Recorded data
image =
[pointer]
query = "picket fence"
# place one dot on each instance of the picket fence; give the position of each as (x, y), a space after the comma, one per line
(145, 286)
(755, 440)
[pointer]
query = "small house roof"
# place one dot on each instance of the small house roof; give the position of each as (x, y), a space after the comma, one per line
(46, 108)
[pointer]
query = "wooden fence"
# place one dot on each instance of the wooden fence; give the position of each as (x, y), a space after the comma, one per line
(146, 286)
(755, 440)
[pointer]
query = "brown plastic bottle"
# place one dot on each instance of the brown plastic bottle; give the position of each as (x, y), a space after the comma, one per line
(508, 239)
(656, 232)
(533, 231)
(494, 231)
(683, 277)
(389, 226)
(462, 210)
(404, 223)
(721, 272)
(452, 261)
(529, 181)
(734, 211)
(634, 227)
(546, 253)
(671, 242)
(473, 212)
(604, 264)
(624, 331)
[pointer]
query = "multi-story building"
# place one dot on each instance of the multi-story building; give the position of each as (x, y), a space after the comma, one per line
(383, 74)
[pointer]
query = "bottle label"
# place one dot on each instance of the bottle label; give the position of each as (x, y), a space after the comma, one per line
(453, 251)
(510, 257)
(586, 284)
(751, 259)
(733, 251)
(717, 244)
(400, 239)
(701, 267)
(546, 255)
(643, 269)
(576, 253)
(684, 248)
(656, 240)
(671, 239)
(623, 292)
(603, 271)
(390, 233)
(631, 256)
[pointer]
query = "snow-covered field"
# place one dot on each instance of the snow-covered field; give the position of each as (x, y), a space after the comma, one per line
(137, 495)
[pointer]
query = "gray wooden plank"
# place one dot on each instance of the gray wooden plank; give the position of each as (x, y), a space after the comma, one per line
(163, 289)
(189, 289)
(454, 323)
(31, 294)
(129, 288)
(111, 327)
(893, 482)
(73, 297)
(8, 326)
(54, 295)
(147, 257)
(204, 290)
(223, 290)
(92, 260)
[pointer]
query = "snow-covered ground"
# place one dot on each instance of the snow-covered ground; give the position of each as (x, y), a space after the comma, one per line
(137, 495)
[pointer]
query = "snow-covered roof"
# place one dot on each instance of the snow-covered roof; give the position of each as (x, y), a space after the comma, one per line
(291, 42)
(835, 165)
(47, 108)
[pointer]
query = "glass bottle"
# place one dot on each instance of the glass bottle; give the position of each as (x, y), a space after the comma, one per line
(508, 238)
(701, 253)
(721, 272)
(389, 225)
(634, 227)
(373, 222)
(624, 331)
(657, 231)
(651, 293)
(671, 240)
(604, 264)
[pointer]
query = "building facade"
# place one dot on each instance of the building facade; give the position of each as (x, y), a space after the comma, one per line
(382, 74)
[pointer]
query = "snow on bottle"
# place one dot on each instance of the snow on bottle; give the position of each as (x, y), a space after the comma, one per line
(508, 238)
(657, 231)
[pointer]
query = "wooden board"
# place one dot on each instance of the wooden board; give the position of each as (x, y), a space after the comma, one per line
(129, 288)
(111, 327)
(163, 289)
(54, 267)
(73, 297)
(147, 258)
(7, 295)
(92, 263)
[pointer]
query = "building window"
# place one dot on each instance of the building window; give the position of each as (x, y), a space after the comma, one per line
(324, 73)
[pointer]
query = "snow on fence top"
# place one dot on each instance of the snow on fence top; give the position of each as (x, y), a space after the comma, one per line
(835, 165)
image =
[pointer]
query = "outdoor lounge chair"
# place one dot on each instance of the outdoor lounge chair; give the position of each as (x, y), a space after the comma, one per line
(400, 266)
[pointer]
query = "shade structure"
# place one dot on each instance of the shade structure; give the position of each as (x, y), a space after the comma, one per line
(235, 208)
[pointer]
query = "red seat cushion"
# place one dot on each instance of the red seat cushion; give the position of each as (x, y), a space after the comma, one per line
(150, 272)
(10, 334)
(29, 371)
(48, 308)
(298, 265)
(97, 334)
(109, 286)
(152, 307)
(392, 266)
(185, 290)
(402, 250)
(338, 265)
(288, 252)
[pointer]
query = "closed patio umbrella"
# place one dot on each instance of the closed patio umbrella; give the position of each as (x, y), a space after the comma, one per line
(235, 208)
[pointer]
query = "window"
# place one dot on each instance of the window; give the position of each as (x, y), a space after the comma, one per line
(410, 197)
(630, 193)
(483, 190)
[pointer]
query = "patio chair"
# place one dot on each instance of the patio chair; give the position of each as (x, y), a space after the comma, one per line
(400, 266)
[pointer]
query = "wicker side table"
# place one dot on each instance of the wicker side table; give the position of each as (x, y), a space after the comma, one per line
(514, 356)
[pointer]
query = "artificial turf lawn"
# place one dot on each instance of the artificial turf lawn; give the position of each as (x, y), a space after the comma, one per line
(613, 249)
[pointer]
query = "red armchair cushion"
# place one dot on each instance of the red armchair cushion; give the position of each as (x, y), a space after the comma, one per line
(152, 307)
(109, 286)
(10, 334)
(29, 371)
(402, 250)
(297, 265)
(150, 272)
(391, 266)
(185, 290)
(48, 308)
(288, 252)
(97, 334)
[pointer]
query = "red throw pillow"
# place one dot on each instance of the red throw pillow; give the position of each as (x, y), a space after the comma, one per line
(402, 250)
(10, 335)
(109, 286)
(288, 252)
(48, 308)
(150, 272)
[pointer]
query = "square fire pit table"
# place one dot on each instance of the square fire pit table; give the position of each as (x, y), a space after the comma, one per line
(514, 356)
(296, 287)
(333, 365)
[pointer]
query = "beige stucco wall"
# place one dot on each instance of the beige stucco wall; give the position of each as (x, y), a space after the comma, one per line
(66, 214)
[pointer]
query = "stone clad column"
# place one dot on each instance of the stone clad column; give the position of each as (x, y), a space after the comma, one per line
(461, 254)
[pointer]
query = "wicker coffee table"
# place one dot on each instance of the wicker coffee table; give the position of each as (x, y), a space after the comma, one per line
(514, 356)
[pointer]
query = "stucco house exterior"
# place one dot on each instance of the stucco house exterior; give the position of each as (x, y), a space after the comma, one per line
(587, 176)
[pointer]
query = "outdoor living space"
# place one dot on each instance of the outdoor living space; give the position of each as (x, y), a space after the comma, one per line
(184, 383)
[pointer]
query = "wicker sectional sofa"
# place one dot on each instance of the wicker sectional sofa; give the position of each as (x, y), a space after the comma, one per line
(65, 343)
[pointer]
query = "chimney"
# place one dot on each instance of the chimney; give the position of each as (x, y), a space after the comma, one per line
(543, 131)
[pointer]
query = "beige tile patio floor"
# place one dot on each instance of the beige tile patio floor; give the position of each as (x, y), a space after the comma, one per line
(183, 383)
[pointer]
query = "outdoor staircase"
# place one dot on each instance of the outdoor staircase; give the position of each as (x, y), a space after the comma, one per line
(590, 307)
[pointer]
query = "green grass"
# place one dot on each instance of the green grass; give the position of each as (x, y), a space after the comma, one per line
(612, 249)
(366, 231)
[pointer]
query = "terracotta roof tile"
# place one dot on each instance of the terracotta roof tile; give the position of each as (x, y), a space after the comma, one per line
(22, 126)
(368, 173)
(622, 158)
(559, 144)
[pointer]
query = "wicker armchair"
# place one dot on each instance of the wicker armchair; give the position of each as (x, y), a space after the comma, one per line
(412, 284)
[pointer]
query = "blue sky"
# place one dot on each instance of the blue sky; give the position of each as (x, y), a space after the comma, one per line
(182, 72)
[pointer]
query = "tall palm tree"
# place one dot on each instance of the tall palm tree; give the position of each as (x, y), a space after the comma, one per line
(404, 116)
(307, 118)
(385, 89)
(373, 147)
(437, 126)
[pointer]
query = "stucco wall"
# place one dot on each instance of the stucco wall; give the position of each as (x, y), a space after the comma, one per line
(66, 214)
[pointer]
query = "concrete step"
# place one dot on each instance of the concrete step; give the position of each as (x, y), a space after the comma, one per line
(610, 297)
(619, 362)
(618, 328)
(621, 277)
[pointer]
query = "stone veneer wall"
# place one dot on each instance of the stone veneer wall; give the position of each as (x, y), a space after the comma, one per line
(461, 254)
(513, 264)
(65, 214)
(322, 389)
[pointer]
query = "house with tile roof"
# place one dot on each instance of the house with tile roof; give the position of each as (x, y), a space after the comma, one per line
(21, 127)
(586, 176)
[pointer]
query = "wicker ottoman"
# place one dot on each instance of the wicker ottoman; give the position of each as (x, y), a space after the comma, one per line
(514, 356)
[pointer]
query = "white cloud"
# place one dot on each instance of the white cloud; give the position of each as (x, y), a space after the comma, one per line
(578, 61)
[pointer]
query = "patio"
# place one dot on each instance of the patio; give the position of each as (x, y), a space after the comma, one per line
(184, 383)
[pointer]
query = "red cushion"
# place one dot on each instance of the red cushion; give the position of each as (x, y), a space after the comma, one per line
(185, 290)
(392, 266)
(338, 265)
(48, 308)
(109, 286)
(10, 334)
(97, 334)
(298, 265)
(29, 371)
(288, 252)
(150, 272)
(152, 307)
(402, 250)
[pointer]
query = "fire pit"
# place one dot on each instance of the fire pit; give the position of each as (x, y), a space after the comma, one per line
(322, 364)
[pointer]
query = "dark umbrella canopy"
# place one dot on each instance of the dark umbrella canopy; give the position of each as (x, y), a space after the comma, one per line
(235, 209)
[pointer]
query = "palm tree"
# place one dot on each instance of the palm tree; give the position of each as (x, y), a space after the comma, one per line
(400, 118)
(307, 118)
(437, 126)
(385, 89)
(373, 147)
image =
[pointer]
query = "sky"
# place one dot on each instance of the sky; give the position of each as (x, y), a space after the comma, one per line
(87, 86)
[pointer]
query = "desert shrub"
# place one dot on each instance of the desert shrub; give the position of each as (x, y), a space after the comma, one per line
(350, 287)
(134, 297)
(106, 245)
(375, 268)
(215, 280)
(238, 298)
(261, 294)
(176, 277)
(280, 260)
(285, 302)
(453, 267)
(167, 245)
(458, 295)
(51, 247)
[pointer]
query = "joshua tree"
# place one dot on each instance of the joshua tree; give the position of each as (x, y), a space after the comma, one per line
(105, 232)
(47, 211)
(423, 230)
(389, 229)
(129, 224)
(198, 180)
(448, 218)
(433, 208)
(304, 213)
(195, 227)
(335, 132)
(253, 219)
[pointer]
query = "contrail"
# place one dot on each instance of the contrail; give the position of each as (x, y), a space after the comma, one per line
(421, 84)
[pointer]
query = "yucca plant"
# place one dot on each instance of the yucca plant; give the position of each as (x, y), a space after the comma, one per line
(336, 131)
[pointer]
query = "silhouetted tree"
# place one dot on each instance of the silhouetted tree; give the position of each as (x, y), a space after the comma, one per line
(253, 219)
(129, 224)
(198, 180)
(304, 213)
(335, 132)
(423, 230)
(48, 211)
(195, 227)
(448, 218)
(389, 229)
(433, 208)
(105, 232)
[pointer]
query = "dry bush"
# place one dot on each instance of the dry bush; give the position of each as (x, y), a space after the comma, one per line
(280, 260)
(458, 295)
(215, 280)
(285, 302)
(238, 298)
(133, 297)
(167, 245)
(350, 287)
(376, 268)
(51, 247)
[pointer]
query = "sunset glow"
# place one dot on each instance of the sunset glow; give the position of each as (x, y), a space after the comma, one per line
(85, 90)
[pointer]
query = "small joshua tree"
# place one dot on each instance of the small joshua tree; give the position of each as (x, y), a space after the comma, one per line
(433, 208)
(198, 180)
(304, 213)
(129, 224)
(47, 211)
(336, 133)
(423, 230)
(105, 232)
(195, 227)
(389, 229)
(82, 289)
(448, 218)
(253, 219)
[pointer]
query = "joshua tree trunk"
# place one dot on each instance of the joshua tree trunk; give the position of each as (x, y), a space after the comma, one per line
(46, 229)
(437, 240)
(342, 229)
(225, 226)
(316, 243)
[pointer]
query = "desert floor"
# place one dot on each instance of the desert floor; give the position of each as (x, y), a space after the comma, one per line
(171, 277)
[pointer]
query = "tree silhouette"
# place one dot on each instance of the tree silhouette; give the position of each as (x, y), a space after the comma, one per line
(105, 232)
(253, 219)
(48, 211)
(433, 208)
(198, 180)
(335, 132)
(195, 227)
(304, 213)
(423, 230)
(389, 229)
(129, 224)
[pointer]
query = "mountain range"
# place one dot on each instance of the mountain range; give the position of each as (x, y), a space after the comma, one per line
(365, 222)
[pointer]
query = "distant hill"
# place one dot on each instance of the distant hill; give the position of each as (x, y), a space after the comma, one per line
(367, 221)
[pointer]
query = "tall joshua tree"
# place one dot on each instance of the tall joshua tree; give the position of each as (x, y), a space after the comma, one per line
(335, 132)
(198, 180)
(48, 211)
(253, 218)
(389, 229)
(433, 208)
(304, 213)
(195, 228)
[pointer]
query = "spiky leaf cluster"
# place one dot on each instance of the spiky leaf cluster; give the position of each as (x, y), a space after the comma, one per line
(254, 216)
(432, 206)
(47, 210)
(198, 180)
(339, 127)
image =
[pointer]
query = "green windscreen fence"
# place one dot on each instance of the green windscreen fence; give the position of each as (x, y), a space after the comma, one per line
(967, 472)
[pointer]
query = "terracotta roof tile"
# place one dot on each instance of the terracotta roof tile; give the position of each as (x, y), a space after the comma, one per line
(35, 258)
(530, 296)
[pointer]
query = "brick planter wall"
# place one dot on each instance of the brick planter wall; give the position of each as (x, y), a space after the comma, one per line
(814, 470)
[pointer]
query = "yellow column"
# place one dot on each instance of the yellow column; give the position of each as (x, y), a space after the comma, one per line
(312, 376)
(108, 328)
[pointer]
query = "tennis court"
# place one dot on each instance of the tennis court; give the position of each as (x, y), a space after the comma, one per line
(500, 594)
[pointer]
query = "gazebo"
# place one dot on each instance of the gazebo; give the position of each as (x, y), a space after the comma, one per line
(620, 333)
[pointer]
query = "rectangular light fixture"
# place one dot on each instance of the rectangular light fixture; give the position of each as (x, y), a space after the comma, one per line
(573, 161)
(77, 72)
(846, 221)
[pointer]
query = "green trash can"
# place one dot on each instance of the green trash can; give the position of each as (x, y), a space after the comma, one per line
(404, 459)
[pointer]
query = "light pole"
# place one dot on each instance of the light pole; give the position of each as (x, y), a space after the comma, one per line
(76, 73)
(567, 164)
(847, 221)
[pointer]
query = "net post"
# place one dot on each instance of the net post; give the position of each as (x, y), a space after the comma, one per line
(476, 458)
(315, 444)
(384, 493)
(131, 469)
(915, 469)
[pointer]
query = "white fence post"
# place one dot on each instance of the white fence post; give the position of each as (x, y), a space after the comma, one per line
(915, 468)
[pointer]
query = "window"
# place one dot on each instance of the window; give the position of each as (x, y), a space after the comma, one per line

What you need to do
Extract each line of the material above that contains the string "structure", matching uppercase and lowercase letters exactly.

Result of this task
query = "shade structure"
# place one dot on each instance of the shade structure; give the position of each as (x, y), a space after the comma, one per line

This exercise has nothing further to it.